* **What to produce**
Below are some records: retype them all exactly, but not the pictures.

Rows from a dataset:
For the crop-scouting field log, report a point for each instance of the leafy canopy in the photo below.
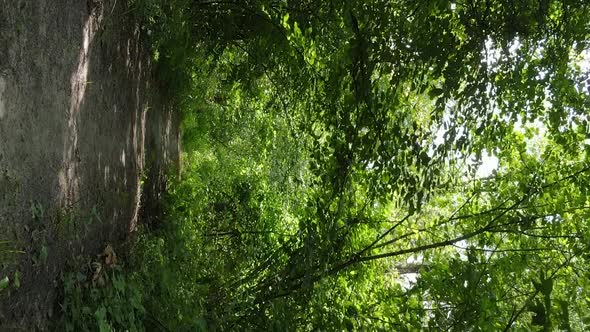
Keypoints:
(333, 159)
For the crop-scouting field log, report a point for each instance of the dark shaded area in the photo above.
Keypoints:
(79, 113)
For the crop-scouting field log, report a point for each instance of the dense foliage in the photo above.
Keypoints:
(335, 166)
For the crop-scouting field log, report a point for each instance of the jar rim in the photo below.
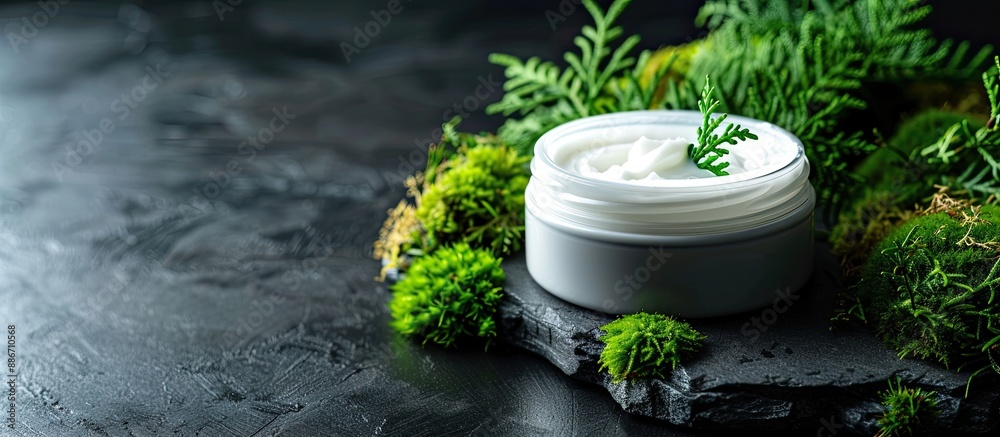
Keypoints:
(742, 179)
(741, 201)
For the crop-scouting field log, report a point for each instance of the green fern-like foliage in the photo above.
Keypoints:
(965, 158)
(646, 345)
(540, 95)
(827, 52)
(709, 150)
(907, 411)
(449, 296)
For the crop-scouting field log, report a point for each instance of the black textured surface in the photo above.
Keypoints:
(148, 301)
(788, 372)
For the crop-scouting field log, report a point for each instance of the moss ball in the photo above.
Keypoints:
(927, 288)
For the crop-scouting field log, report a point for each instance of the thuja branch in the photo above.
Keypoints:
(709, 150)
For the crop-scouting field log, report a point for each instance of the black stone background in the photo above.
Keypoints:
(147, 302)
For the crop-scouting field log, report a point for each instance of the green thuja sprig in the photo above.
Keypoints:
(974, 150)
(449, 296)
(906, 411)
(708, 150)
(646, 345)
(540, 95)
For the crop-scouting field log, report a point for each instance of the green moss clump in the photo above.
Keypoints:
(449, 296)
(646, 345)
(929, 288)
(906, 411)
(478, 199)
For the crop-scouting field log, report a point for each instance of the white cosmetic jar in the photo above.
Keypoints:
(686, 247)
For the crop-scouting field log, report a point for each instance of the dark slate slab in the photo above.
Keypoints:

* **Worked solution**
For the crop-scouting field log, report a point for each instance of the leafy canopy in the photo below.
Keypoints:
(333, 159)
For the crop-scouting field log, report a point for each instance of the dark shaded area in the photo above.
Keypoints:
(79, 113)
For the crop-scouting field log, report a point for each instance of the dense foliage in the photo above.
Keypoints:
(335, 166)
For the crop-scouting field log, report a point for each instance of the jar rim in the photo below.
Keypoints:
(742, 179)
(741, 201)
For the crop-scouting field log, report a point for each instance of the green fern-like foliage in the photo above.
Keypoints:
(965, 158)
(646, 345)
(540, 95)
(827, 52)
(709, 150)
(907, 411)
(449, 296)
For the crop-scouting field log, report a point for each instance of the black textured surface in the photo above.
Keypoints:
(148, 301)
(788, 372)
For the crop-scouting field log, report a point for each instance of the moss ball in the photo above.
Keypoints:
(927, 288)
For the crop-scouting field log, report a point for each instance of the thuja branch in the photo above.
Keypoints:
(709, 150)
For the crop-scouting field log, report a point for each instance of the black stone background in the photo above.
Keypoints:
(147, 302)
For the crop-scouting field log, report a point for each instance of the green thuja sprig in the photo above.
Keypoints:
(974, 150)
(449, 296)
(906, 411)
(708, 150)
(646, 345)
(540, 95)
For the crop-scouting field log, report a point for each instance of the green moss clump in the photo above.
Keypoints:
(449, 296)
(646, 345)
(929, 288)
(906, 411)
(478, 199)
For the crop-scouting field log, report a point for each instance of the white cosmetic jar in the photo above.
Keypoints:
(686, 247)
For the crop-scouting field log, report a point for each instance of the dark slate slab in the photo above.
Keypoints:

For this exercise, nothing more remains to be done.